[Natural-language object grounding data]
○ ○ ○ ○ ○ ○ ○

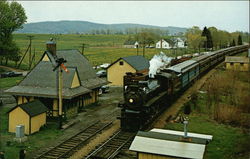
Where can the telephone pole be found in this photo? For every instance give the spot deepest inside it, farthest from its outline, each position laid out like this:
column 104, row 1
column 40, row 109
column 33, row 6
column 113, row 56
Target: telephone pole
column 30, row 58
column 83, row 47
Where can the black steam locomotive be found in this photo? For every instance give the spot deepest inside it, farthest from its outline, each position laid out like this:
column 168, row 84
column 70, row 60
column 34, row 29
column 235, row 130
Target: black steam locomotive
column 145, row 97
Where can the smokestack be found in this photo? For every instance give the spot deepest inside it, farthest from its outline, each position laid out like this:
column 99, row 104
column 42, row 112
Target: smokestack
column 185, row 128
column 51, row 47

○ ○ ○ ○ ○ ○ ○

• **Exercise goal**: The entries are to be printed exactly as written; the pictures are to be left out.

• **Result**:
Where can the telephone pole be found in this photo? For every instance give the spot deepest inside it, farthest from its outline, each position laid out like this:
column 104, row 1
column 40, row 109
column 33, row 6
column 113, row 56
Target: telephone pole
column 30, row 58
column 83, row 47
Where can the black steam locomotive be found in this photo? For every instance give the spot deepest inside it, farthest from its outline, each position laid out like this:
column 168, row 84
column 70, row 60
column 34, row 29
column 235, row 130
Target: black steam locomotive
column 145, row 97
Where can the smokestack be found in this photo? For every instance give the spot deepest inside it, farthest from its outline, each position laid out like this:
column 99, row 104
column 42, row 112
Target: smokestack
column 185, row 128
column 51, row 47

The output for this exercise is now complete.